*Given task A:*
According to the South Africa travel post, what is Hermanus said to be?

Saturday, November 19, 2011

South Africa - Part II

The last two weeks in South Africa have lived up to the first two, however they were a completely different experience. Less land mammals and small cute towns, more coast and big cities! After Addo Elephant Park we spent two nights in a coastal town called Wilderness. We are now in the Western Cape region of South Africa. Wilderness is close to Oudtshoorn, which is the ostrich capitol of South Africa. Boy are those giant birds everywhere! We visited the Cango Caves and also a huge market in Sedgefield.









Next we moved on to Cape Agulhas, the Southern most point of Africa. There is an old lighthouse on the point, including museum. It was Elspeth's first time in a lighthouse and she loved it! It is such a charming thing, something from the past.
Cape Agulhas is also said to be the meeting of the Atlantic and Indian oceans. The water here is a beautiful deep blue. It is windy this time of year so the ocean constantly slams against the rocks and sends up huge sprays of water.
Another beautiful spot is Hermanus. This place is said to be the best whale watching spot in the world. We saw dozens of the Southern Right Whale, which congregates in the bay during the month of November to calf. We saw them playing and splashing any time we were near enough to see the ocean. The slap their tails on the water and jump into the air only to belly flop in a huge splash. The town of Hermanus is an endearing seaside village with good restaurants and good shopping! We were hoping to try a turn at cage diving with Great White Sharks, but the day of at 4am we were told it was cancelled due to bad weather. The disappointment was strong, but for Alex it was crushing.

After a week on the coast we were ready to head to wine country, Stellenbosch is the Napa Valley of South Africa. On the way we stopped at Betty's Bay, which is home to a colony of African penguins!
These little guys spend their days waddling around on rocks, sleeping in the sun, and flying through the sea. And, they SMELL! How can something so cute smell so bad? Once in Stellenbosch we planned a full day wine tour. We visited four different wineries and had a delicious lunch.
We roamed the vineyards and drank a lot of wine (good thing we are close to sea level here.) Sarah said that we didn't have to drink all of the wine at each tasting, it's not really the point. Tasting the wine is the point. But, we thought it best not to be wasteful. These American's think that drinking all of the wine is the point. The three of us decided to stay a third day in Stellenbosch.
We did a walking tour of the city, which has burned down a number of times in it's history. This means that most of the original buildings are now gone. There is Dutch influenced architecture. Small white buildings with thatched roofs are quite aesthetic.
On our last day we went to a couple of more wineries, by this time we had already accumulated 4 bottles of wine (they're so affordable) but Alex decided he needed two more. Good thing we have our own car, and two parents on the way to share them with. We also visited a cheetah reserve at the Spier vineyard. We haven't seen one in the wild so the Cheetahs are quite a treat. A number of people were doing "cheetah encounters", which basically means you go into the cage and pet the cheetahs. Even after seeing other tourists do it, I still don't think it sounds like a good idea!

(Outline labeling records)
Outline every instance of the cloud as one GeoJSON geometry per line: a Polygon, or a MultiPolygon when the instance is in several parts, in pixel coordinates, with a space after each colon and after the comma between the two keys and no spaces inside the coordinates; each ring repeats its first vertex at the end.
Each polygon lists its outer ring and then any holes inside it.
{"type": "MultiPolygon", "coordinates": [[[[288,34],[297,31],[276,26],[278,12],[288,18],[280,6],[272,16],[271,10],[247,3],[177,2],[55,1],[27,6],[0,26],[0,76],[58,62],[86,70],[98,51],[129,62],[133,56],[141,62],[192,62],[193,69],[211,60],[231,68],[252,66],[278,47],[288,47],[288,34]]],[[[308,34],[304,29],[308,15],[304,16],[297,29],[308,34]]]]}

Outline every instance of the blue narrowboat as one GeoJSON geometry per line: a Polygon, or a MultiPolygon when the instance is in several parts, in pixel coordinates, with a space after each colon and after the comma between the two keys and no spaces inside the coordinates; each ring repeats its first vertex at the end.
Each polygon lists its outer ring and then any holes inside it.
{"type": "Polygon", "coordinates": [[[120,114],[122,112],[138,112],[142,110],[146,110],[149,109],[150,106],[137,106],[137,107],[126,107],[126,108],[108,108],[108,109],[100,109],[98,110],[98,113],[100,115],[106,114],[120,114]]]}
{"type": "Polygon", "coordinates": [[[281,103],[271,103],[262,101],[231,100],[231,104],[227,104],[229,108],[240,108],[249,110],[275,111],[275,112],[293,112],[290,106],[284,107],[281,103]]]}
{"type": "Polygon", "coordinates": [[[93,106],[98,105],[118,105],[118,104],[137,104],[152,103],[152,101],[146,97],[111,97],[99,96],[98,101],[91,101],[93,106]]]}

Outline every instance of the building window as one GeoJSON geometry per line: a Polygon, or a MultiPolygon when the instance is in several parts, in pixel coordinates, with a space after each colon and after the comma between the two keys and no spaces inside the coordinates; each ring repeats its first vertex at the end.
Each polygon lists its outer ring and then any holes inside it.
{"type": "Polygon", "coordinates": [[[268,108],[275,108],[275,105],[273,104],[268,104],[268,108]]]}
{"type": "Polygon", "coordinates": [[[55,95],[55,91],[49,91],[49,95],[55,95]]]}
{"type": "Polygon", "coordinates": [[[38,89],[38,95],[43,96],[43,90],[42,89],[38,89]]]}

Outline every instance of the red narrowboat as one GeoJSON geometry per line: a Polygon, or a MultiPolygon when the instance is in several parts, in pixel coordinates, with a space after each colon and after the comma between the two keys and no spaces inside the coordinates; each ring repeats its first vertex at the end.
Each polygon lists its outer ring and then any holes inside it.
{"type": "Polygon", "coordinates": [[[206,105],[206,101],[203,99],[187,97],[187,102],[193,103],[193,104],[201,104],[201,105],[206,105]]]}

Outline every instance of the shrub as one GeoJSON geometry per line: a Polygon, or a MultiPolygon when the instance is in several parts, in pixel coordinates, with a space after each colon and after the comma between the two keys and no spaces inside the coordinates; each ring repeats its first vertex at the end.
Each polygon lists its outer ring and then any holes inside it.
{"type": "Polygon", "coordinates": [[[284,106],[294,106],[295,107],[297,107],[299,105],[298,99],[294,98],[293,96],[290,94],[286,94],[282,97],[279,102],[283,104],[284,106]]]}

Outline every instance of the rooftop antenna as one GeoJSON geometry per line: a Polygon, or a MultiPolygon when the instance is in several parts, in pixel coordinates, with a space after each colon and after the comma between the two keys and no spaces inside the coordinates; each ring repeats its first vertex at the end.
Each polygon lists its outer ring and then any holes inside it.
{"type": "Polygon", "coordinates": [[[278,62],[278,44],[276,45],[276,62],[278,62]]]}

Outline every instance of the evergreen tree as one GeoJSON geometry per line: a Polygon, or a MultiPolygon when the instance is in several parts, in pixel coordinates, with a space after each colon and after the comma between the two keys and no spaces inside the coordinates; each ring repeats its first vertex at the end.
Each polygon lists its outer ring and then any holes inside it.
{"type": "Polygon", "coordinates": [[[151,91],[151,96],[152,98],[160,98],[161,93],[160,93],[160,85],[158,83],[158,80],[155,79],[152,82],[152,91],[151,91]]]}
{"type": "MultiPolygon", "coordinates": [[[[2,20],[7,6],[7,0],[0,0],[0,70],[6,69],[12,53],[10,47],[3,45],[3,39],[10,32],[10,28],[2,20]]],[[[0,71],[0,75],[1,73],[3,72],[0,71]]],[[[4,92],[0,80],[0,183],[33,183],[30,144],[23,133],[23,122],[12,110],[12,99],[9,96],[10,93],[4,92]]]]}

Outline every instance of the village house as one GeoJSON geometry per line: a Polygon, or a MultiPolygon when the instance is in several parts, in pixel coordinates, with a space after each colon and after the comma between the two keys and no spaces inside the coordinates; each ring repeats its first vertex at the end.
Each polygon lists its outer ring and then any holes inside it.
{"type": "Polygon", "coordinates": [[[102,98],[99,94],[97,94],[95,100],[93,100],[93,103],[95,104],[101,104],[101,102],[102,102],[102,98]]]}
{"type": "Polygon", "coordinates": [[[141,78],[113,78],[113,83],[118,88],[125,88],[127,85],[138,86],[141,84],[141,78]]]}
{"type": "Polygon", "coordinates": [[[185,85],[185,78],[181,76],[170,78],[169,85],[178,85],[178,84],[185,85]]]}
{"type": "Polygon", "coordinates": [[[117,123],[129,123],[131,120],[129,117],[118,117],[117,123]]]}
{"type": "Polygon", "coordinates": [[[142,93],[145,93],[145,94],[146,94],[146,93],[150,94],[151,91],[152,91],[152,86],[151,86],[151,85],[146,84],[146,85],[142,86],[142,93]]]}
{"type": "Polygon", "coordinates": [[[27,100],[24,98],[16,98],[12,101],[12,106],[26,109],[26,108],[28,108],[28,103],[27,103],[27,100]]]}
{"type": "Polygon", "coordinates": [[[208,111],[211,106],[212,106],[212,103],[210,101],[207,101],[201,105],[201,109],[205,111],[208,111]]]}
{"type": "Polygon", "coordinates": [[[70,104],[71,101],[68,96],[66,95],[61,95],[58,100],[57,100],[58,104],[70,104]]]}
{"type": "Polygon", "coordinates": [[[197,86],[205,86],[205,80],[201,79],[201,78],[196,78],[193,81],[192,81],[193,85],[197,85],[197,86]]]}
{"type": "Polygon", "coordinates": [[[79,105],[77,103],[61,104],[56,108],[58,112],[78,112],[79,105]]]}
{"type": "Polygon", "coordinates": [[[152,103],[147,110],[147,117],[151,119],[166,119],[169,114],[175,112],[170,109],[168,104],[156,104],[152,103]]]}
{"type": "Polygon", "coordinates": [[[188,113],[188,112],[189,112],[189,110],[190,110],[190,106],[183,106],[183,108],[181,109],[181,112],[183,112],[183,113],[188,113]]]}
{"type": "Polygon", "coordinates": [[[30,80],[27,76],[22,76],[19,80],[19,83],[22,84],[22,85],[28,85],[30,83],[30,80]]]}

*Given task B:*
Collect every line of the records that contains the word "narrowboat".

*Task response A:*
The best whale watching spot in the world.

*Task response B:*
Outline every instance of the blue narrowboat as one GeoJSON geometry per line: a Polygon, or a MultiPolygon when the instance is in several parts, in pixel coordinates, with a space after each colon and after the comma between the two keys and no spaces inside the coordinates; each ring repeats its first vertex at the end.
Outline every instance of the red narrowboat as one GeoJSON geometry per line: a Polygon, or a MultiPolygon when the instance is in several parts, in pixel coordinates, with a space after each colon and after the comma between the two keys and no spaces inside the coordinates; each ring repeats its first vertex at the end.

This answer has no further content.